Dataset records.
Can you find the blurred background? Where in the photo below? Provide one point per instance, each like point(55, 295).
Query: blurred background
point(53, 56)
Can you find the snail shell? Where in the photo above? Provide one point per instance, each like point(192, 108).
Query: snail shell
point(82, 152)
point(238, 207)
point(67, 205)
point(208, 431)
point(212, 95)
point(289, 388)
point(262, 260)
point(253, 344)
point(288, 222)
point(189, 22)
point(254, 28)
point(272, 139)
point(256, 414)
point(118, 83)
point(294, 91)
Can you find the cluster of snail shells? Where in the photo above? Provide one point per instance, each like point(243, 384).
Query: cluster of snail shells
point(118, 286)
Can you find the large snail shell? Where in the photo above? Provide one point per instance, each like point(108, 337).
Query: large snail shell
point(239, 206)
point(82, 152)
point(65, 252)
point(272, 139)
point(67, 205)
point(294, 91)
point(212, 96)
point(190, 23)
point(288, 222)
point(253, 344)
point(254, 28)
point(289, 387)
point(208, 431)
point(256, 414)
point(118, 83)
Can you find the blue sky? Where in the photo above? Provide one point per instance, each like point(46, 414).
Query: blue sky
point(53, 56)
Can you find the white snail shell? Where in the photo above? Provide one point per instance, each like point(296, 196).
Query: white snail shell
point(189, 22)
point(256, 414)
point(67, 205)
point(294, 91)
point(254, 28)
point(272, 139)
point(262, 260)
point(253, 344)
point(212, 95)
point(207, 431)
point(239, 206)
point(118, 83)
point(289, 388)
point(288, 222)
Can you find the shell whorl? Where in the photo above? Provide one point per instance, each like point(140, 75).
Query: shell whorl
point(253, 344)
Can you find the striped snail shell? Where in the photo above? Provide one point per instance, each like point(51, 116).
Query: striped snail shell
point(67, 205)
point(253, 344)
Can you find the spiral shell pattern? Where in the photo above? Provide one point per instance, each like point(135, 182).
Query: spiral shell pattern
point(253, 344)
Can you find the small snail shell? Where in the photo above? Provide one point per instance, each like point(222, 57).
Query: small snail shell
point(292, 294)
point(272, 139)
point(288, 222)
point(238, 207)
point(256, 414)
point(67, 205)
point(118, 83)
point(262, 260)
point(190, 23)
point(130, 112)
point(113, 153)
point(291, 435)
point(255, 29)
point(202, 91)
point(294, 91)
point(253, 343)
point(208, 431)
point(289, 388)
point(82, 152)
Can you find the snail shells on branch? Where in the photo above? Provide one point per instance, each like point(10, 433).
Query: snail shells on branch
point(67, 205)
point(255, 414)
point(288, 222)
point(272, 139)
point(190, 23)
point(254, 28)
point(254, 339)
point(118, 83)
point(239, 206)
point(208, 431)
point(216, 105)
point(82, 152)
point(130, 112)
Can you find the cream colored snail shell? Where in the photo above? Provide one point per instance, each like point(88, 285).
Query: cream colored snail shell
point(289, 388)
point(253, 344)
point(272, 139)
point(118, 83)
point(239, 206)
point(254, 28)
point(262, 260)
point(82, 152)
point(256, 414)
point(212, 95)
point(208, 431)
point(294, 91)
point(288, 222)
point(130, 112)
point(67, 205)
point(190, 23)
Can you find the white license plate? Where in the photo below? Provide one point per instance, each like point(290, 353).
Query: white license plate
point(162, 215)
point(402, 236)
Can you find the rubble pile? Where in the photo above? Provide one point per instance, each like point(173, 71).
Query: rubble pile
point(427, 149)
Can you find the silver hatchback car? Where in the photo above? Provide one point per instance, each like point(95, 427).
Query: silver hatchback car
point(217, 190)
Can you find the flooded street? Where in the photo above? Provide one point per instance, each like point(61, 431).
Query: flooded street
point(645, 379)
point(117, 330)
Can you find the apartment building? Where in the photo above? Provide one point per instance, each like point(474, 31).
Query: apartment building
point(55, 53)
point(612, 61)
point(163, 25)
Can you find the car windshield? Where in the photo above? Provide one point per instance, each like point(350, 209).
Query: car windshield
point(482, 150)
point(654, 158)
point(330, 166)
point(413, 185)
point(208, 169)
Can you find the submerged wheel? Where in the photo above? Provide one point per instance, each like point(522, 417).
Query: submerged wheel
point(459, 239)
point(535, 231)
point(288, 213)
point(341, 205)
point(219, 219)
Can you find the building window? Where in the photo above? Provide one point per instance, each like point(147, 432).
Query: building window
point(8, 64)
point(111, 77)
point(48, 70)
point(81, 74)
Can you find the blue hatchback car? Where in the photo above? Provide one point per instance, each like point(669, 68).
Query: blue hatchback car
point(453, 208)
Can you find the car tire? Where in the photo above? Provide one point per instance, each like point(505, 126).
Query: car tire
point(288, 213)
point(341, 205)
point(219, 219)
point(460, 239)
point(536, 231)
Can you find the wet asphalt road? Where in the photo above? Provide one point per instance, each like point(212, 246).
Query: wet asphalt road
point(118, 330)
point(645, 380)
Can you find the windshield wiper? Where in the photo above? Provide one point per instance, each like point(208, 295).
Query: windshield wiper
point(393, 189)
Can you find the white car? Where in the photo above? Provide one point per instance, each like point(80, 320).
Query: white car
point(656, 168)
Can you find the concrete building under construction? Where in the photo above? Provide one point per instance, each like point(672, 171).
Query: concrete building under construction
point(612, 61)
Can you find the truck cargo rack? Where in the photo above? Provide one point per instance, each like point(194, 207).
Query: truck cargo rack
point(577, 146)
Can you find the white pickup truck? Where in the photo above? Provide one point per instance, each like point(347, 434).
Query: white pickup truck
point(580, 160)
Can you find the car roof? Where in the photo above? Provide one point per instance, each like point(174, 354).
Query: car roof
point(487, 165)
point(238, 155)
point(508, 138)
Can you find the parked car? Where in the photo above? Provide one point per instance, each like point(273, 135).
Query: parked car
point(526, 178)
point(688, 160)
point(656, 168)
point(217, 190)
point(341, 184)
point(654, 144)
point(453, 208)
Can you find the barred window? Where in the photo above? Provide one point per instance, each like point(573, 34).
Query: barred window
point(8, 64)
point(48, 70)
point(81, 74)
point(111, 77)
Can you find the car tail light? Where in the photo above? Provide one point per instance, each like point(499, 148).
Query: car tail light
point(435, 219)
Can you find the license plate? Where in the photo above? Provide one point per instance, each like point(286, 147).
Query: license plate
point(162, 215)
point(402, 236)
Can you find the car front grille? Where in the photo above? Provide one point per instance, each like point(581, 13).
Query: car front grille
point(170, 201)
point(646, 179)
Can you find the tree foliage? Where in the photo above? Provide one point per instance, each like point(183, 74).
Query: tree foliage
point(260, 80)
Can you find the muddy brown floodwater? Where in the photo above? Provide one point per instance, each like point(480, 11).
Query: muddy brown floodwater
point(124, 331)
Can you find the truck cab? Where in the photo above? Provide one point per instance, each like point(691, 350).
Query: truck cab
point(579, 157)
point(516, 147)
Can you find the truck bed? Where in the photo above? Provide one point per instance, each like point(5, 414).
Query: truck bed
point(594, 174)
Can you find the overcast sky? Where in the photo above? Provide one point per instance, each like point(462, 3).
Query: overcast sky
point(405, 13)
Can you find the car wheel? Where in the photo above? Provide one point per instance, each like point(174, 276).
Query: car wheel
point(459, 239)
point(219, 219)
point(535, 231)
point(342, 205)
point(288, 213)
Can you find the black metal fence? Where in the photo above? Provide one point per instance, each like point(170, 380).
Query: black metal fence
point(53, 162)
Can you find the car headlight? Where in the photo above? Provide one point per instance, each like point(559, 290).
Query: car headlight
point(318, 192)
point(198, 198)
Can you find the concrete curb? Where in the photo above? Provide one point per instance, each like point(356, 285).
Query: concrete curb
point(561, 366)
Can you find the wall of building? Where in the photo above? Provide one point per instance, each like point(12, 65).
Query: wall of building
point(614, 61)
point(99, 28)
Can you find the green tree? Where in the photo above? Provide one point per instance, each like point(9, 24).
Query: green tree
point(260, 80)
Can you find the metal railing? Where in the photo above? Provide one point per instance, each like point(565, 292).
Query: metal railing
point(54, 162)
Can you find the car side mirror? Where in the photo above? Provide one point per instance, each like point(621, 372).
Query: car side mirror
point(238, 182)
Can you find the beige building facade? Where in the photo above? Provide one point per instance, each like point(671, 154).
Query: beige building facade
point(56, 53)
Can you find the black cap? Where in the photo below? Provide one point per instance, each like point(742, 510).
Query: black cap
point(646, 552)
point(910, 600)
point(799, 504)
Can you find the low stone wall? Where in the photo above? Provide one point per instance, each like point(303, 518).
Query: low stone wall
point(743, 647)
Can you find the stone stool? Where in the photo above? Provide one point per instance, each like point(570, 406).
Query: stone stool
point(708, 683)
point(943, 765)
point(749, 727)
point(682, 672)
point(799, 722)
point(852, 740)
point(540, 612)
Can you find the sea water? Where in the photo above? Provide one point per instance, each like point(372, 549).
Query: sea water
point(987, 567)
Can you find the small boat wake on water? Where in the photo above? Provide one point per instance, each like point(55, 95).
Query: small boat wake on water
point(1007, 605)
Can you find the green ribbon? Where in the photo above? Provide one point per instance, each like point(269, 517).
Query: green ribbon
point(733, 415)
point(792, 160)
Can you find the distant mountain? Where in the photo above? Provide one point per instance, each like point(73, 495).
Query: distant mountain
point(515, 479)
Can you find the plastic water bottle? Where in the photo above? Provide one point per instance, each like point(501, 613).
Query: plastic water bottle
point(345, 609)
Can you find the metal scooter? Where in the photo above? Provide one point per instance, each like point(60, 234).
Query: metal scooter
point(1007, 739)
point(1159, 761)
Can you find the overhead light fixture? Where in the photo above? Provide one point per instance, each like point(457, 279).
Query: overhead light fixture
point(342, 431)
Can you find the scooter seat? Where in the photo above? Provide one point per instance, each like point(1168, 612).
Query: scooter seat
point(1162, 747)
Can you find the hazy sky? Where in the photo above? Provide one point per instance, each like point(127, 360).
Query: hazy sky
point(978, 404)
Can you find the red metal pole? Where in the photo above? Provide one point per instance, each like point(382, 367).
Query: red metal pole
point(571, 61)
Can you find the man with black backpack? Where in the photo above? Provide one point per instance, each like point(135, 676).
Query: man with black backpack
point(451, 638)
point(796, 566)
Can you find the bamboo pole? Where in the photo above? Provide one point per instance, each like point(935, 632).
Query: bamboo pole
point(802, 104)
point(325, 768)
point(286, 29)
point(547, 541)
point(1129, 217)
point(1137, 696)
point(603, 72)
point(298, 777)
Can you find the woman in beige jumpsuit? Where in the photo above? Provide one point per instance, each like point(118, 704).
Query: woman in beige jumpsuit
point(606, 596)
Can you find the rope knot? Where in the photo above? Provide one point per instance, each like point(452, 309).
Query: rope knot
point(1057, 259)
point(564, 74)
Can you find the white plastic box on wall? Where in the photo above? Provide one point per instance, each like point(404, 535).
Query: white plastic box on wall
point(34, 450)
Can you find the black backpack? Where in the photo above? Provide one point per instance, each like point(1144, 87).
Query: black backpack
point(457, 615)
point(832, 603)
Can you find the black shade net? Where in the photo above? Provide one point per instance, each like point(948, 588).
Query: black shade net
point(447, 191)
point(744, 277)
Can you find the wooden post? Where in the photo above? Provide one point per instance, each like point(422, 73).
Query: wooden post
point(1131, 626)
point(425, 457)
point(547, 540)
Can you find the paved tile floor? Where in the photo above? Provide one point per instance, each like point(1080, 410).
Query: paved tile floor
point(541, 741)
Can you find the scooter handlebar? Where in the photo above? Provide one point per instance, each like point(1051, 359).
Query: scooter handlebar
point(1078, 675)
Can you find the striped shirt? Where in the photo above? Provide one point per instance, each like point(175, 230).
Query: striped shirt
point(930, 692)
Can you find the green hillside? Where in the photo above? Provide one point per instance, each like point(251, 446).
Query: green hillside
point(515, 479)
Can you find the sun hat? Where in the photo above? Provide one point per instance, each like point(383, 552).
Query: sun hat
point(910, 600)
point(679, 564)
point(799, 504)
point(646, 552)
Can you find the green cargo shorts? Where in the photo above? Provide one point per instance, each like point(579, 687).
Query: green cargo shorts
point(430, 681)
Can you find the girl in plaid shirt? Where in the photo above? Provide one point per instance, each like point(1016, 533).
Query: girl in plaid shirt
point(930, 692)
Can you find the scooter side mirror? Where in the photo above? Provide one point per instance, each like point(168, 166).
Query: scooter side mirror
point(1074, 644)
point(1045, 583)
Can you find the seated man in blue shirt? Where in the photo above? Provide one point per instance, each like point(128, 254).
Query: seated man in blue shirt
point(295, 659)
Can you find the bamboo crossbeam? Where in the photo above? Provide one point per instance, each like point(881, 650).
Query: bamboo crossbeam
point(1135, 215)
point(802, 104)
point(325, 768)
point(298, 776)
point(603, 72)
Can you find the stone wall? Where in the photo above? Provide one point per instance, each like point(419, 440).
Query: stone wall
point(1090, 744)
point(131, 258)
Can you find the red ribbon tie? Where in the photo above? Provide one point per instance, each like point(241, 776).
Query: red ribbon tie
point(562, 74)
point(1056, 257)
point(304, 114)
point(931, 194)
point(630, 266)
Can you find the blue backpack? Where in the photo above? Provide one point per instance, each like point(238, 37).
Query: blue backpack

GIVEN TASK. Copy the listing verbatim from the line containing "Can you find the blue backpack?" through the end of the listing, including both ends.

RESPONSE TO THE EXERCISE.
Can you find the blue backpack? Where in the photo above? Provide one point per instance, each like point(238, 37).
Query: blue backpack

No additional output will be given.